--- DATA SUPPLIED ---

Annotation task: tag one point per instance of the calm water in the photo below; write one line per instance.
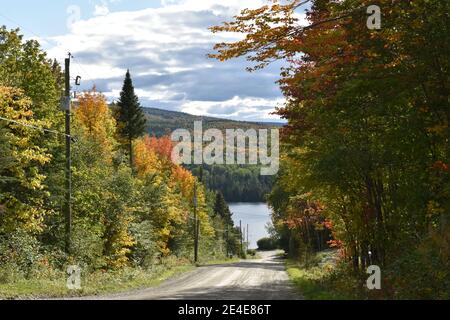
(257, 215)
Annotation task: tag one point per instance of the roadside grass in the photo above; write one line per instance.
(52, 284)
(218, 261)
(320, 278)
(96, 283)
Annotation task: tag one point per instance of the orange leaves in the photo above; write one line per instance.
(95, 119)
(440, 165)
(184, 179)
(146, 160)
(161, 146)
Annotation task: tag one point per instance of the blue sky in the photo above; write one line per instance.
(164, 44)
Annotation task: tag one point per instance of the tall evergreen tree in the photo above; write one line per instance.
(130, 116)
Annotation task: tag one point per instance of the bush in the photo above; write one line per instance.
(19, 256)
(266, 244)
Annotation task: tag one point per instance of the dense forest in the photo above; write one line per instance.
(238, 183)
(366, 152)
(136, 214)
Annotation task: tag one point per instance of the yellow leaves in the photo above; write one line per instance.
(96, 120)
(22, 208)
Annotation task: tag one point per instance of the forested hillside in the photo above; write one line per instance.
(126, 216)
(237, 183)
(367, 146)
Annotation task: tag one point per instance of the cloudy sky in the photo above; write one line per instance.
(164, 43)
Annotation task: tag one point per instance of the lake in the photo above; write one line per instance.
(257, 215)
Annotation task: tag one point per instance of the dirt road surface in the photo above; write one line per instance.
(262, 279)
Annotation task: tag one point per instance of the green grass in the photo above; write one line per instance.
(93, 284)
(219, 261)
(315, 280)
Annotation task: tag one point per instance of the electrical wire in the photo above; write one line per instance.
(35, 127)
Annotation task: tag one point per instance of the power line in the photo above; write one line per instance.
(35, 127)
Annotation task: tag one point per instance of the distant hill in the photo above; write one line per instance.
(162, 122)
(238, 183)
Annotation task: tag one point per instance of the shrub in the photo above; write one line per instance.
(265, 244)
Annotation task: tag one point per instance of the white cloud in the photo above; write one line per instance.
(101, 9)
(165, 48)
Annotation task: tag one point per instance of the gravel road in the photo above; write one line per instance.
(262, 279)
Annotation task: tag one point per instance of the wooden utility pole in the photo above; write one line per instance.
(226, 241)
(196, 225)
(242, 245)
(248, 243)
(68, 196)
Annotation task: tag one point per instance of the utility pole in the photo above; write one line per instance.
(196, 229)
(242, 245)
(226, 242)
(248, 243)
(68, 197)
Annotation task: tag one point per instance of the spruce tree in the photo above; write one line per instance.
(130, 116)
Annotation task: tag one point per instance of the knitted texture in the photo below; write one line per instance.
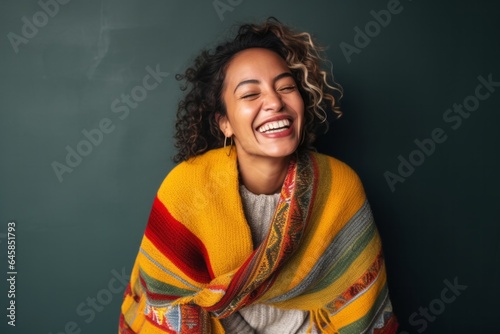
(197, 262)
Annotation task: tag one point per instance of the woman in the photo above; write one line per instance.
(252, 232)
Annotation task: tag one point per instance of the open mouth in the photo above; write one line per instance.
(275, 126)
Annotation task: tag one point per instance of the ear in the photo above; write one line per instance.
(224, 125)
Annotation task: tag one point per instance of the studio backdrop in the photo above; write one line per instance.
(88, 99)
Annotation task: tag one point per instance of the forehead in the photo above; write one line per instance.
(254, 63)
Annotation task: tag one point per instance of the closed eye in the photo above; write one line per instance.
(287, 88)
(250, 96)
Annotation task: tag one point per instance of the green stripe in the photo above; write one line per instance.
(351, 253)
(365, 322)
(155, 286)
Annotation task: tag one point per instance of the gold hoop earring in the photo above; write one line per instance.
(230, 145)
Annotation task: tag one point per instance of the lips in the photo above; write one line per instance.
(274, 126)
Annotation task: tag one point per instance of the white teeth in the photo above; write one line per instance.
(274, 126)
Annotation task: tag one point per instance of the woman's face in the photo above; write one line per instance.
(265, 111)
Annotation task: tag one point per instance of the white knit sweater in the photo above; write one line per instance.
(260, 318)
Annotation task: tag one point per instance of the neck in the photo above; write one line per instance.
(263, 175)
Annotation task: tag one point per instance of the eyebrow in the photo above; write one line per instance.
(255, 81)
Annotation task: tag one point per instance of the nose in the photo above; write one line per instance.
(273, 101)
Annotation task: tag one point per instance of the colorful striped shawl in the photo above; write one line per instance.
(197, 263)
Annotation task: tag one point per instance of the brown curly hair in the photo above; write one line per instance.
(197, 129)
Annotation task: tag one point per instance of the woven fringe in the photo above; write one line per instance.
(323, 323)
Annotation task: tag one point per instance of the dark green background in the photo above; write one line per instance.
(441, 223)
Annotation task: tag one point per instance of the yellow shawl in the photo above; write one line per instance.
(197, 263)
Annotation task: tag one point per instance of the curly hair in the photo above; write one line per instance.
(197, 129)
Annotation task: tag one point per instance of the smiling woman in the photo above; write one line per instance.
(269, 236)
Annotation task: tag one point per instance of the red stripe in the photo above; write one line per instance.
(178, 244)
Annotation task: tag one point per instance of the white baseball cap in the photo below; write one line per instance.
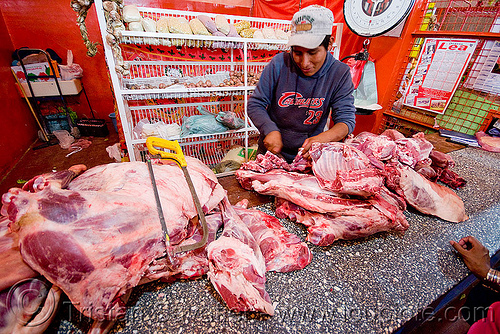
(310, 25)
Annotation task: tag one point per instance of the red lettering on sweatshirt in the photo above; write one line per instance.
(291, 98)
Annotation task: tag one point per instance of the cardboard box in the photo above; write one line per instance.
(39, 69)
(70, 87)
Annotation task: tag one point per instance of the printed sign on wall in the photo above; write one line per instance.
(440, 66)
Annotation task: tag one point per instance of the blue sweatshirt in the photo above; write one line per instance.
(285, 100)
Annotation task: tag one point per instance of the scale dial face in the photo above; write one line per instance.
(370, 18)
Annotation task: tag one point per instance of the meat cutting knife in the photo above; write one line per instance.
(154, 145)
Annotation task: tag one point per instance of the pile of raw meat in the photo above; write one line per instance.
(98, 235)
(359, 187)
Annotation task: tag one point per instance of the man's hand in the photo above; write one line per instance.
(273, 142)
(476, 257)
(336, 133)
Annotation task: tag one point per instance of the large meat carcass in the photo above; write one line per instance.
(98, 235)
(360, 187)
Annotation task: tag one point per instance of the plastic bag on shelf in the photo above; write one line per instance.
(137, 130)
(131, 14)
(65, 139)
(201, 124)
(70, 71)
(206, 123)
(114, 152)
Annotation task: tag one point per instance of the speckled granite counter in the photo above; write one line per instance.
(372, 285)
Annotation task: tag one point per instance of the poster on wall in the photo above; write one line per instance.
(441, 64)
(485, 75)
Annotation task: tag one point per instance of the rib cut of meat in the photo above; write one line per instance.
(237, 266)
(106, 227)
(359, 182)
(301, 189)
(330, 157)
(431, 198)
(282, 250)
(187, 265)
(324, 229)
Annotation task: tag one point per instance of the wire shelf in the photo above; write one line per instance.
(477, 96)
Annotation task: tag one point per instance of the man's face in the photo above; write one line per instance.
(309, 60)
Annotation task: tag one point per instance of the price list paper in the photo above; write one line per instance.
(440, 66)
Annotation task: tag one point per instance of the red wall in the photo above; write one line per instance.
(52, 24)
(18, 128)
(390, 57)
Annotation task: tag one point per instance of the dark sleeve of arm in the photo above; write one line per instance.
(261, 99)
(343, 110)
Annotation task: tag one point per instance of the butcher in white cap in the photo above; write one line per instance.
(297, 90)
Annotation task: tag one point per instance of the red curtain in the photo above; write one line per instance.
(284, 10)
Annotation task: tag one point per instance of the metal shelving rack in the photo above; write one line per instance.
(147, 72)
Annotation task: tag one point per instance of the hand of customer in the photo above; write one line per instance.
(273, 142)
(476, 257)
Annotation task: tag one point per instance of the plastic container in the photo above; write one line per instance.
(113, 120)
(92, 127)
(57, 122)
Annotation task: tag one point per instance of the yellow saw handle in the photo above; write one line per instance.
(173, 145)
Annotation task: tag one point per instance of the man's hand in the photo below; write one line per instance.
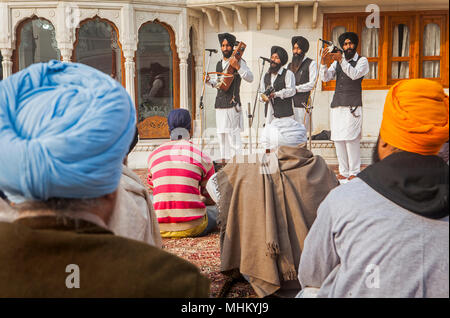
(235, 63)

---

### EXERCISE TASK
Pictures in the records above are left out; print everything else exactly as written.

### FULL ANSWER
Annotation task: tag one point per instance of the calm water in the photo below; write one line per instance.
(257, 215)
Annotation task: tag one point per instance of the roadside grass in the photo above; write one line per instance.
(52, 284)
(218, 261)
(320, 278)
(96, 283)
Annotation task: tag one point per instance of the orange leaves in the photo above; write one line per instance.
(95, 119)
(440, 165)
(184, 179)
(146, 160)
(161, 146)
Annotation task: tag one point per instance of the blue sky in the photo above; write one line per instance.
(164, 44)
Annotation task: tag one point per instance of the tall evergreen tree in the photo above; write one line per instance.
(130, 116)
Annotation task: tag one point per instance of the bush in the photo above; write one line per instance.
(19, 256)
(266, 244)
Annotation task: tag one point per instance of the dense forest in the photo above; write one line per instance.
(238, 183)
(366, 152)
(136, 214)
Annotation task: tag one point per instance of the yellow leaves in the photo above; write one line per instance.
(96, 120)
(22, 208)
Annotation task: tag one point per instance of the forested hillside in the photo above; write one line per instance.
(126, 216)
(237, 183)
(367, 146)
Annotation task: tag one point per instance of the cloudy sky in the photo above; write one line per instance.
(164, 43)
Annotation task: tag one point per instance of the lake in the photo above; write one line per instance.
(257, 215)
Annotation task: tag one point per instance of the dirt road surface in the photo above; write one line per instance.
(262, 279)
Annotation task: tag one point per instance of the green grass in the photo above; write one line per instance.
(93, 284)
(219, 261)
(315, 280)
Annotation task: tag one point per instance of the electrical wire in the photo above; write one line per instance.
(35, 127)
Annotation task: tag one point per instance of the power line in the photo above; write one line per instance.
(35, 127)
Annotation task: tag one point per instance of the distant hill in the photo above; write one line per instance.
(162, 122)
(238, 183)
Annotation task: tag one point per instance of the shrub in the photo above; write one line per instance.
(265, 244)
Annotation task: tag one point per instance of the white cloud in the photo above; write one line per instance.
(101, 9)
(165, 48)
Annotation task: tag one point per instance of the gravel road in the photo above; write one line per instance.
(262, 279)
Annotation task: tag one point per instance of the wooden utility pole in the photo above; write one line per instance.
(226, 241)
(196, 225)
(242, 245)
(248, 243)
(68, 196)
Annotation task: tag one point per instance of the utility pole in the photo above; write one line per instance.
(196, 229)
(242, 245)
(226, 242)
(248, 243)
(68, 197)
Annotation task: tag one point per instance of the spruce tree in the photo above; write one line per instance.
(130, 116)
Annotation task: tag one point per instance of the knitted texture in the photo below; write one line per instance.
(197, 262)
Annotation task: tag one point per instance of the woman in the photo above; write one line per instance.
(252, 232)
Annotation task: tag one point per instance of the open mouth in the photo above; write one line per instance.
(275, 126)
Annotation task: tag one point per instance of the ear in the photo above; write one line per instance.
(224, 125)
Annotation task: tag one point per instance of the studio backdrop in the photo above; write one line per instance.
(88, 99)
Annotation task: tag one point per instance of the forehead in the photo above; write one line per instance.
(254, 63)
Annotation task: tag one point per instance of the closed eye in the photo above; write one line per instance.
(287, 88)
(250, 96)
Annotation task: tag one point per instance of the green stripe in the photo above; write one line per instance.
(351, 253)
(365, 322)
(155, 286)
Annotation task: tag one point per instance of the gold hoop earring in the photo above; write one line per instance.
(230, 145)
Annotation task: tag one point per instance of the lips in the photo above; write one line per instance.
(274, 126)
Annotation task: tag one point per instance of the white teeth in the photo above; write one line per instance.
(274, 126)
Annotation task: tag one point per instance of the woman's face in the photo above; write one line per instance.
(265, 111)
Annotation task: tag one point per instance of the white knit sweater in the photo above; write one line per instance.
(260, 318)
Annotation task: tag one point per instance of the neck in the photo above; write one line per instance.
(263, 175)
Annotation task: tag one point per instance of the eyebrow in the photo above; write one line per instance.
(255, 81)
Annotation task: tag one point per instance of the nose in the photo above; write one line per instance.
(273, 101)
Annotation task: tag one point per instance of the colorful striped shawl in the photo above; write one line per instance.
(197, 263)
Annotation task: tag one point per instance of the brown curly hair in the photo above; write one line per instance.
(197, 129)
Annotation task: tag one point per instance of the woven fringe in the photo above; write one line per instance.
(323, 323)
Annotation task: tag one point per instance of the dark green background in the photo above; write one line per instance.
(441, 223)
Annotation task: tag one point per instance of the yellow shawl in the photo above; write one line per instance.
(197, 263)
Annotation task: tag one point per instance of the curly hair in the photo above; write one line per instance.
(197, 129)
Annotation task: tag one point per instance of the smiling woman in the photo above; write one line per instance.
(269, 236)
Annotation task: tag one point per instance of the red stripe in the photo above; write one line per instance.
(178, 244)
Annotation task: tag one point per instance of the white baseball cap in the photo below; write one line per instance.
(310, 25)
Annotation task: tag one point per instance of the red lettering on sweatshirt in the photo above; write one line per instance.
(291, 98)
Annotation task: tag one point per instance of the cardboard box in the photo above; write one line per instance.
(39, 69)
(70, 87)
Annotation task: tag one point per instance of the printed sign on wall in the photo above; write one line per instance.
(440, 66)
Annotation task: tag one point per instance of the blue sweatshirt in the photo above; write one line per instance.
(285, 100)
Annotation task: tag one point per instance of the scale dial face in the photo above; write one line per instance.
(370, 18)
Annotation task: tag one point per instance of the meat cutting knife in the photo above; write one line per instance.
(154, 145)
Annotation task: tag one point per instance of the pile of raw meat in the photo above; write one line per instance.
(98, 235)
(359, 187)
Annotation task: tag one point per instance of the man's hand in the photo above; write one line per instance.
(273, 142)
(476, 257)
(336, 133)
Annotation task: tag one point per instance of the large meat carcass in the photo above; write one line per instance.
(98, 235)
(360, 187)
Annotation task: tag one point per instance of the plastic bag on shelf in the photo above; write one line per instance.
(137, 130)
(131, 14)
(65, 139)
(201, 124)
(70, 71)
(206, 123)
(114, 152)
Annotation task: tag one point per instance of the speckled granite counter in the photo above; write one line per instance.
(372, 285)
Annotation task: tag one point per instance of the poster on wall in the photo above; write one line per instance.
(441, 64)
(485, 75)
Annotation task: tag one point per instance of the rib cut of meat in the photo above; write one line per instance.
(237, 266)
(106, 227)
(359, 182)
(301, 189)
(330, 157)
(431, 198)
(282, 250)
(187, 265)
(324, 229)
Annotation task: tag one point per instance of the wire shelf in the photo above; write one line per instance.
(477, 96)
Annotation task: tag one point per instance of the man's face in the photo above; write one line per instance.
(309, 60)
Annotation task: tag one point per instance of the price list paper in the photo above; write one line per instance.
(440, 66)
Annotation task: tag one point per instance of the red wall in the photo above; write one line per instance.
(52, 24)
(18, 128)
(390, 57)
Annotation task: tag one point per instance of the dark sleeve of arm in the photo above; write one line per instance.
(261, 99)
(343, 110)
Annotation task: tag one point per instance of the butcher in white cap in the photo above; write one line per instance.
(297, 90)
Annotation task: tag one point per instance of the red curtain in the photo above; write one line per instance.
(284, 10)
Annotation task: tag one point per instance of the metal shelving rack in the photo above; write one line per instance.
(147, 72)
Annotation task: tag one point per instance of the hand of customer in the photo above; write one line per instance.
(273, 142)
(476, 257)
Annotation task: tag one point per instance of the plastic container in the photo above; write one line per instance.
(113, 120)
(92, 127)
(57, 122)
Annotation task: tag one point per instance of the yellow saw handle in the photo above; write one line per instance.
(173, 145)
Annotation task: tag one point per instance of the man's hand in the photo below; write one line per instance.
(235, 63)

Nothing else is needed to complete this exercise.